Provided passage =
Investment Strategies

The ESG Phenomenon - United Overseas Bank, UBS Wealth Management

Editorial Staff 10 September 2020

The ESG Phenomenon - United Overseas Bank, UBS Wealth Management

We gather developments and commentary in and around the ESG investment space.

UOB Venture Management, part of United Overseas Bank, has issued its disclosure statement on impact investing principles, saying that it is the first such organisation to do so in Singapore.

The Impact Principles were launched at the World Bank Group/International Monetary Fund Spring Meetings in April last year. They are designed to make impact investment more transparent, and build trust in adopting this way of putting money to work. Globally, the principles have more than 100 signatories.

“The need for impact investments is even more pressing now with the COVID-19 pandemic disproportionately impacting low-income communities in Asia and pushing more people below the poverty line,” Seah Kian Wee, chief executive of UOBVM, said.

Impact investment is a term covering how money is deployed to bring about non-monetary results, such as reducing criminal re-offending rates, cleaning up damaged environments or tackling poverty, while at the same time also achieving a financial return. This area has grown alongside environmental, social and governance (ESG)-driven investment.

In 2015 UOBVM launched AIIF, a fund that aims to achieve impact and financial returns to institutional and accredited investors globally. It invests in high-growth companies from the education, healthcare and agriculture sectors in Southeast Asia and China. 

UOBVM has also obtained independent verification from Ernst & Young of the AIIF’s alignment with the Impact Principles.

The second AIIF is now open for subscriptions. It has a target fund size range of $100 million and is expected to make equity investments of about $1 million to $15 million each.

UBS Wealth Management
The world’s largest wealth manager UBS has announced that it is making sustainable investment its preferred solution for private client investing globally. UBS already manages $488 billion in the sustainable investing space.

The Swiss manager says that it is the first major global financial institution to go all-in on recommending sustainable asset allocation, which the pandemic has thrown more weight behind. The idea that a 100 per cent sustainable portfolio can deliver similar or better returns than traditional investment portfolios has largely proven the case in market performance of SRI over the past six months.

“The shift in preferences towards sustainable products and services is only just beginning," said Iqbal Khan, co-president of UBS Global Wealth Management. “We believe sustainable investments will prove to be one of the most exciting and durable opportunities for private clients in the years and decades ahead.”

The group's chief investment officer Mark Haefele said moving to a well-designed sustainable portfolio will "help clients weather the kind of volatility that we expect to persist" through much of the next decade.

Information shown =
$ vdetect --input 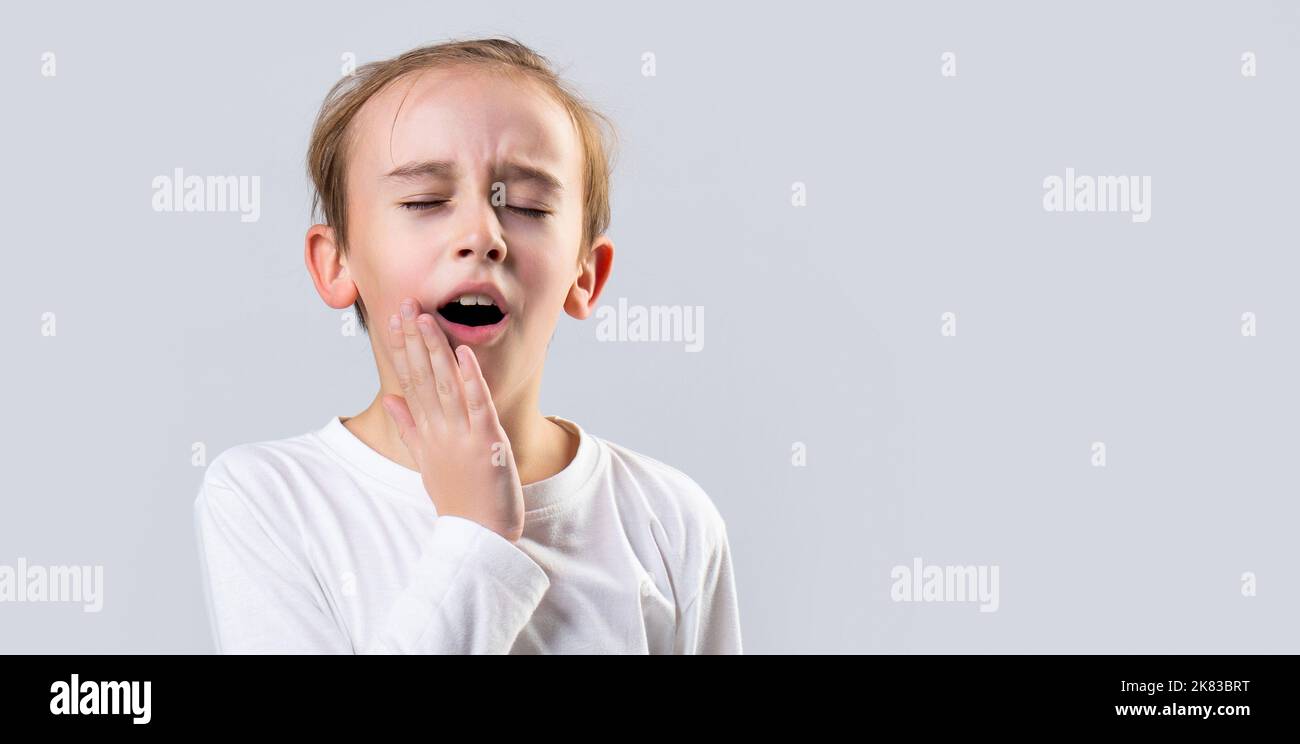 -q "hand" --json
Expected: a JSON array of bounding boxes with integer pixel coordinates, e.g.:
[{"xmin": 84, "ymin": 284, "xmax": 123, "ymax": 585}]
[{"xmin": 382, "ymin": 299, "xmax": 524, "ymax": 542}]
---
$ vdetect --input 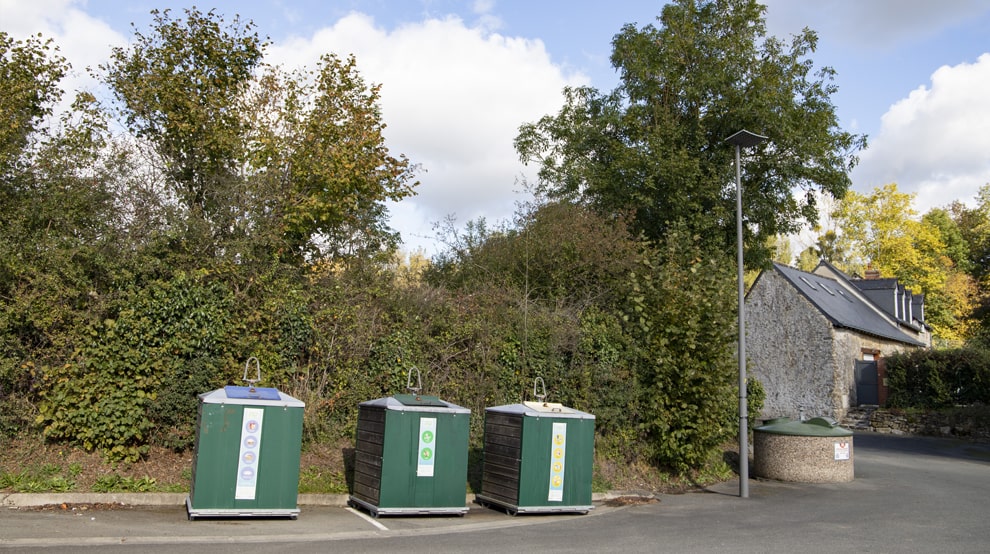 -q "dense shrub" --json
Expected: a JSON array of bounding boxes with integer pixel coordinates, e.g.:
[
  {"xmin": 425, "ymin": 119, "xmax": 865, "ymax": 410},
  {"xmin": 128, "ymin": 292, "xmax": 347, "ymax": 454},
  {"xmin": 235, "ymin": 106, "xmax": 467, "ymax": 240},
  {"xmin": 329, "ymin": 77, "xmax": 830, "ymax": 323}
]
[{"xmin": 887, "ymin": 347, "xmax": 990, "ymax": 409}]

Try it = Reproduce the passage of the ESG article from "The Impact Principles were" up to and including "of UOBVM, said.".

Task answer =
The Impact Principles were launched at the World Bank Group/International Monetary Fund Spring Meetings in April last year. They are designed to make impact investment more transparent, and build trust in adopting this way of putting money to work. Globally, the principles have more than 100 signatories.

“The need for impact investments is even more pressing now with the COVID-19 pandemic disproportionately impacting low-income communities in Asia and pushing more people below the poverty line,” Seah Kian Wee, chief executive of UOBVM, said.